**Text block:**

I loved this band. They soundtracked my drunken despair, infatuation buoyed by delusion and brought down by the thought that however bad you feel now, tomorrow’s worse.

The Popguns were obviously in love with The Wedding Present. The Popguns obviously grew up on The Smiths. But their music was always a little too desperate to connect with all the cute indie kids out there. It wasn’t polite at all. (In terms of temperance, it was fucking heavy metal.) You could taste the bitter sea air of all those lonely walks home at 3am. Wendy had a real edge to her voice, the guitars were almost frantic in their determination to prove they amounted to less than the sum of their influences. It’s probably no coincidence I first encountered The Popguns around the time I moved to Brighton: after years of searching I finally had a place I could call home, with all the bitter aftertastes that involved. Nothing special to anyone who came from outside perhaps, but they were to me.

They really were.

**Collected material:**

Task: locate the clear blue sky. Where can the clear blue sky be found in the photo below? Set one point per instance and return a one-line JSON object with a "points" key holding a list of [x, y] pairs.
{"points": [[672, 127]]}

**Challenges:**
1: In the piece about The Popguns, when does the writer say they first came across the band?
2: From the piece about The Popguns, quote the passage starting with "I loved this" and going on through "now, tomorrow’s worse.".
The material was taken from a different source than the text.

**Expected results:**
1: Around the time the writer moved to Brighton.

2:
I loved this band. They soundtracked my drunken despair, infatuation buoyed by delusion and brought down by the thought that however bad you feel now, tomorrow’s worse.